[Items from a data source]
>> Start
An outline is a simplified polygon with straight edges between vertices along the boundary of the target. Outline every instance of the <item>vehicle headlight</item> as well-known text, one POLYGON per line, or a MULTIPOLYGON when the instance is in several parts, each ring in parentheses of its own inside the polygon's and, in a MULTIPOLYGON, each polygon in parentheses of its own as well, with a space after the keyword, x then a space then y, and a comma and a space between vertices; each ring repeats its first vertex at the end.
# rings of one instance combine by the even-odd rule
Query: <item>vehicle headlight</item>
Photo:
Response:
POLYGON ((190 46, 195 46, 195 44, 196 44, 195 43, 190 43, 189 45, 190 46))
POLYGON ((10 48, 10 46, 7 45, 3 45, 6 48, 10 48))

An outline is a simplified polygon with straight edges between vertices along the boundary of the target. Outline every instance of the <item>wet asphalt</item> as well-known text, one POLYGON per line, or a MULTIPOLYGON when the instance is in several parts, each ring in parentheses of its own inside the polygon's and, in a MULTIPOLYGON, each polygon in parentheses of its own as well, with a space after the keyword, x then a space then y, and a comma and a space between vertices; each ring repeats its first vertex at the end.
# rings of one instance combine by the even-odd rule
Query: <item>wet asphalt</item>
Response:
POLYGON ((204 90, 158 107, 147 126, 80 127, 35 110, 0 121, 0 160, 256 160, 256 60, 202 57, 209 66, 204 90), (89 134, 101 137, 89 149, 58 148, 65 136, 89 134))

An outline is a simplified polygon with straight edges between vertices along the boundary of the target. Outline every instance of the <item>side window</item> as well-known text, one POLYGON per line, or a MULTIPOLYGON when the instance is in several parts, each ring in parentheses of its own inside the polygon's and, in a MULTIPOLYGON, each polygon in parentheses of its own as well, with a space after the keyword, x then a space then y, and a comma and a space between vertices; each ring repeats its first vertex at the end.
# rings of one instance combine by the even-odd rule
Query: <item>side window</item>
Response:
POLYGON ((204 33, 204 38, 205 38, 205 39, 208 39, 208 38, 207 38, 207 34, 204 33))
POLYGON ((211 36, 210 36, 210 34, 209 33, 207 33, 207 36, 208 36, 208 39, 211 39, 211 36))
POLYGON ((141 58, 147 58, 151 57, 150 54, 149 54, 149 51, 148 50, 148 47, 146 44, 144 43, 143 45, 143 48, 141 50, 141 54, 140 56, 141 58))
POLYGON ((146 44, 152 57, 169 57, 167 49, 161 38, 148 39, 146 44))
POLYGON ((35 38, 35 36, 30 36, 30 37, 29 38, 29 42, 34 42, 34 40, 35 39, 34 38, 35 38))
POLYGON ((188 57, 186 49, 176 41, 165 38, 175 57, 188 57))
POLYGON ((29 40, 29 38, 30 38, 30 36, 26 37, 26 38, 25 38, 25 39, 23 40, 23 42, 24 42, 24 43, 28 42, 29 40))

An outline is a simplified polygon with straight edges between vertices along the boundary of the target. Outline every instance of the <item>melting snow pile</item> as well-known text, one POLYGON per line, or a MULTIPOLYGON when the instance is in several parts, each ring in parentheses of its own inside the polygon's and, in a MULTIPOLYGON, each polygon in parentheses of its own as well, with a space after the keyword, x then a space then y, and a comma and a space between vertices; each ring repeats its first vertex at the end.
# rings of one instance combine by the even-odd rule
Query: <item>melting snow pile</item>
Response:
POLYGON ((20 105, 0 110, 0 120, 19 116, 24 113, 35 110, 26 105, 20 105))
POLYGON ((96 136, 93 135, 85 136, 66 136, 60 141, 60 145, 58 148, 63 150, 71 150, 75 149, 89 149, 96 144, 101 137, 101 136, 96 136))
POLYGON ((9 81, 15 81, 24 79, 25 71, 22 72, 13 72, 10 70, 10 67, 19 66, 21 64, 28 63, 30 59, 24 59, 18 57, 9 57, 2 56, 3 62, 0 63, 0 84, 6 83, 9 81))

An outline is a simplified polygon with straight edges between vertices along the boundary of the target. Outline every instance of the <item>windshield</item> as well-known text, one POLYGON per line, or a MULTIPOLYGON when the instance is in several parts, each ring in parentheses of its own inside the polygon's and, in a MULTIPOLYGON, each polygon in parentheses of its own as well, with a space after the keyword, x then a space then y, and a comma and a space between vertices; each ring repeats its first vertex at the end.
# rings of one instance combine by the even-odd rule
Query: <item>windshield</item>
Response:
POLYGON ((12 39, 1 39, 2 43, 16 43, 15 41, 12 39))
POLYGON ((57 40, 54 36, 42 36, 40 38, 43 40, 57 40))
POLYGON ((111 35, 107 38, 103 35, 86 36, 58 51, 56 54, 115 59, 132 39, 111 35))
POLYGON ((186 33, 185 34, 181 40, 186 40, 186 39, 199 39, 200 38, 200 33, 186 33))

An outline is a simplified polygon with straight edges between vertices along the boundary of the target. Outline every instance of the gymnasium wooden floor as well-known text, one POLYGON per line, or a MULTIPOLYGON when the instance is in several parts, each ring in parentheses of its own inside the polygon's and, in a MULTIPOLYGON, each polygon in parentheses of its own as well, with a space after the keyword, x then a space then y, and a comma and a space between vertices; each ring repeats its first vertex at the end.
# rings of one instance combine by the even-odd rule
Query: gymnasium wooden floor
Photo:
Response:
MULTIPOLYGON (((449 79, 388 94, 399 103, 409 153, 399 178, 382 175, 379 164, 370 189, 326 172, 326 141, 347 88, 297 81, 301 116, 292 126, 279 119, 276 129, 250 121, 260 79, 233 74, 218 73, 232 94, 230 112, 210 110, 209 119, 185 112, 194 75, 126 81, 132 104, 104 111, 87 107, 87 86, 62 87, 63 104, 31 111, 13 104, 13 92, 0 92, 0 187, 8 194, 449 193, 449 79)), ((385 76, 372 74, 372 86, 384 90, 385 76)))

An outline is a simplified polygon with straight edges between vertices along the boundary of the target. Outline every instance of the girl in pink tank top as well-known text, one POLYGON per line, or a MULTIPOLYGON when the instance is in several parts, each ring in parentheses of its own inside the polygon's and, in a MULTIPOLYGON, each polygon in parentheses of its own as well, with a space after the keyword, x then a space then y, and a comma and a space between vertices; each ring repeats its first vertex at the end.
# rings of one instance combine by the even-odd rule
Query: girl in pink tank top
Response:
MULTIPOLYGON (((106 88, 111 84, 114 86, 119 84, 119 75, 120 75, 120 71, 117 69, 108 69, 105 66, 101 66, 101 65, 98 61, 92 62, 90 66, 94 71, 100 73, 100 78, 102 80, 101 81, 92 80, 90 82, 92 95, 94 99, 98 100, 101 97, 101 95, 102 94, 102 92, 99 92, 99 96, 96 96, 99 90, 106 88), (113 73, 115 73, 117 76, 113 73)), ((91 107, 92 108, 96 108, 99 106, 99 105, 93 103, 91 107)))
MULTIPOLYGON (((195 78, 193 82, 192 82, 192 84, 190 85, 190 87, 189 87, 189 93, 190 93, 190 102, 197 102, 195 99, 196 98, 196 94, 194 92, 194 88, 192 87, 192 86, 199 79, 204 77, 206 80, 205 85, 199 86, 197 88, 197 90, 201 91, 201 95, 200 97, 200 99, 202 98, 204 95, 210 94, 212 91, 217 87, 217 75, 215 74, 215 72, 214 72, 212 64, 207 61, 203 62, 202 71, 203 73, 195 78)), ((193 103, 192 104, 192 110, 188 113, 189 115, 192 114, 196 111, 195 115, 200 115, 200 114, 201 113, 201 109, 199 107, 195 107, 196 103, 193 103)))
>> End
#### Objective:
Quote every line of the data, word for word.

#### Written solution:
An outline is a simplified polygon with straight edges between vertices along the boundary of the target. Outline every instance of the <item>vehicle headlight</item> as well-known text, one POLYGON per line, or a MULTIPOLYGON when the instance is in several parts, each ring in parentheses of its own inside the polygon's and, in a MULTIPOLYGON, each polygon in parentheses of its own as well, with a space after the keyword, x then a space then y, and a comma and a space between vertices; each ring repeats its first vertex at the end.
# rings of one instance combine by the even-odd rule
Query: <item>vehicle headlight</item>
Photo:
Response:
POLYGON ((190 46, 195 46, 195 44, 196 44, 195 43, 190 43, 189 45, 190 46))
POLYGON ((10 48, 10 46, 7 45, 3 45, 6 48, 10 48))

An outline is a simplified polygon with straight edges between vertices along the boundary of the target. Outline every instance of the <item>wet asphalt</item> as well-known text, one POLYGON per line, or a MULTIPOLYGON when the instance is in several parts, each ring in parentheses of its own inside the polygon's and, in a MULTIPOLYGON, each polygon in parentheses of its own as well, with a space after the keyword, x then a space then y, and a comma and a space between vertices; each ring repeats its first vertex at the end.
# rings of one instance combine by the even-odd rule
Query: <item>wet asphalt</item>
Response:
POLYGON ((204 90, 158 107, 147 126, 80 127, 35 110, 0 121, 0 160, 256 160, 256 60, 202 57, 209 66, 204 90), (89 134, 101 137, 89 149, 58 148, 65 136, 89 134))

An outline is a simplified polygon with straight edges between vertices along the boundary of the target. Outline every instance of the <item>side window</item> as well-known text, one POLYGON per line, or a MULTIPOLYGON when the instance is in several parts, each ring in parentheses of its own inside the polygon's and, in a MULTIPOLYGON, each polygon in parentheses of its own as well, with a space after the keyword, x then a space then y, and a comma and a space between vertices; each ring repeats its first vertex at the end.
# rings of one instance combine by the even-odd rule
Query: <item>side window</item>
Response:
POLYGON ((204 33, 204 38, 205 38, 205 39, 208 39, 208 38, 207 38, 207 34, 204 33))
POLYGON ((211 36, 210 36, 210 34, 209 33, 207 33, 207 36, 208 36, 208 39, 211 39, 211 36))
POLYGON ((141 58, 147 58, 151 57, 150 54, 149 54, 149 51, 148 50, 148 47, 146 44, 144 43, 143 45, 143 48, 141 50, 141 54, 140 56, 141 58))
POLYGON ((146 44, 152 57, 169 57, 167 49, 161 38, 148 39, 146 44))
POLYGON ((35 38, 35 36, 30 36, 30 37, 29 38, 29 42, 34 42, 34 40, 35 39, 34 38, 35 38))
POLYGON ((188 57, 186 49, 176 41, 165 38, 175 57, 188 57))
POLYGON ((29 40, 29 38, 30 38, 30 36, 26 37, 26 38, 25 38, 25 39, 23 40, 23 42, 24 42, 24 43, 28 42, 29 40))

An outline is a simplified polygon with straight edges between vertices along the boundary of the target. Outline every instance of the <item>melting snow pile</item> as well-known text, one POLYGON per line, or a MULTIPOLYGON when the instance is in several parts, each ring in parentheses of its own inside the polygon's and, in a MULTIPOLYGON, each polygon in parentheses of its own as well, with a space after the keyword, x then a space then y, and a comma and a space between vertices; each ring repeats its first vertex at the end.
# rings of one instance combine by the even-odd rule
Query: <item>melting snow pile</item>
Response:
POLYGON ((20 105, 0 110, 0 120, 19 116, 24 113, 35 110, 26 105, 20 105))
POLYGON ((96 136, 93 135, 85 136, 66 136, 60 141, 60 145, 58 148, 63 150, 71 150, 75 149, 89 149, 96 144, 101 137, 101 136, 96 136))
POLYGON ((9 81, 15 81, 24 79, 25 71, 22 72, 13 72, 10 70, 10 67, 19 66, 21 64, 28 63, 30 59, 24 59, 18 57, 9 57, 2 56, 3 62, 0 63, 0 84, 6 83, 9 81))

An outline is a simplified polygon with straight edges between vertices along the boundary of the target. Outline every instance of the <item>windshield</item> as well-known text, one POLYGON per line, or a MULTIPOLYGON when the instance is in several parts, each ring in parentheses of its own inside the polygon's and, in a MULTIPOLYGON, each polygon in parentheses of its own as well, with a space after the keyword, x then a space then y, and a comma and a space between vertices; each ring repeats its first vertex at the end.
# rings of one instance combine by the even-odd rule
Query: <item>windshield</item>
Response:
POLYGON ((12 39, 1 39, 2 43, 16 43, 15 41, 12 39))
POLYGON ((57 40, 54 36, 42 36, 40 38, 43 40, 57 40))
POLYGON ((111 35, 107 38, 103 35, 86 36, 58 51, 56 54, 115 59, 132 39, 111 35))
POLYGON ((186 33, 185 34, 181 40, 186 40, 186 39, 199 39, 200 38, 200 33, 186 33))

An outline is a simplified polygon with straight edges between vertices along the boundary of the target. Outline every instance of the gymnasium wooden floor as well-known text, one POLYGON per line, or a MULTIPOLYGON when the instance is in several parts, each ring in parentheses of its own inside the polygon's and, in a MULTIPOLYGON, each polygon in parentheses of its own as well, with a space after the keyword, x then a space then y, and a comma and a space between vertices; each ring repeats its first vertex at the end.
# rings of one instance combine by the even-odd rule
Query: gymnasium wooden floor
Photo:
Response:
MULTIPOLYGON (((449 79, 388 94, 399 103, 409 153, 399 178, 382 175, 379 164, 370 189, 326 172, 326 141, 347 88, 297 81, 301 116, 292 126, 279 119, 276 129, 250 121, 260 79, 233 74, 218 73, 232 94, 230 112, 210 110, 209 119, 185 112, 194 75, 126 81, 132 104, 104 111, 87 107, 87 86, 62 87, 63 104, 31 111, 13 104, 13 92, 0 92, 0 187, 8 194, 449 193, 449 79)), ((385 76, 372 74, 372 86, 384 90, 385 76)))

An outline is a simplified polygon with straight edges between vertices along the boundary of the target. Outline every instance of the girl in pink tank top as well-known text, one POLYGON per line, or a MULTIPOLYGON when the instance is in several parts, each ring in parentheses of its own inside the polygon's and, in a MULTIPOLYGON, each polygon in parentheses of its own as well, with a space after the keyword, x then a space then y, and a comma and a space between vertices; each ring repeats its first vertex at the end.
# rings of one instance combine by the even-odd rule
Query: girl in pink tank top
Response:
MULTIPOLYGON (((106 88, 111 84, 114 86, 119 84, 119 75, 120 75, 120 71, 117 69, 108 69, 105 66, 101 66, 101 65, 98 61, 92 62, 90 66, 94 71, 100 73, 100 78, 102 80, 101 81, 92 80, 90 82, 92 95, 94 99, 98 100, 101 97, 101 95, 102 94, 102 92, 99 92, 99 96, 96 96, 99 90, 106 88), (113 73, 115 73, 117 76, 113 73)), ((91 107, 92 108, 96 108, 99 106, 99 105, 93 103, 91 107)))
MULTIPOLYGON (((195 78, 193 82, 192 82, 192 84, 190 85, 190 87, 189 87, 189 93, 190 93, 190 102, 197 102, 195 99, 196 98, 196 94, 194 92, 194 88, 192 87, 192 86, 199 79, 204 77, 206 80, 205 85, 199 86, 197 88, 197 90, 201 91, 201 95, 200 97, 200 99, 202 98, 204 95, 210 94, 212 91, 217 87, 217 75, 215 74, 215 72, 214 72, 212 64, 207 61, 203 62, 202 71, 203 73, 195 78)), ((193 103, 192 104, 192 110, 188 113, 189 115, 192 114, 196 111, 195 115, 200 115, 200 114, 201 113, 201 109, 199 107, 195 107, 196 103, 193 103)))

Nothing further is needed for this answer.